Rewrite the lines below, replacing "balcony" with "window" and leaving everything else as it is.

**RECORDS FOR PROCESSING:**

===

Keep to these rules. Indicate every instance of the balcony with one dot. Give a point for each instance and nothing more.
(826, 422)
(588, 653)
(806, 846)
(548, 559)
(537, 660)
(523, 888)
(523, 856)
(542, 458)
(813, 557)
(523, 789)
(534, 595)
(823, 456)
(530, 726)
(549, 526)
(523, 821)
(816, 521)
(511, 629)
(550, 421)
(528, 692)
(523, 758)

===

**SOLVED PROBLEM:**
Keep to these rules. Indicate every instance of the window with one dot. Give a point for each instance and nothing more.
(826, 422)
(588, 653)
(806, 846)
(548, 559)
(537, 660)
(523, 888)
(523, 856)
(542, 458)
(813, 557)
(523, 789)
(534, 595)
(823, 456)
(530, 726)
(549, 526)
(523, 821)
(816, 521)
(511, 629)
(550, 421)
(528, 692)
(523, 758)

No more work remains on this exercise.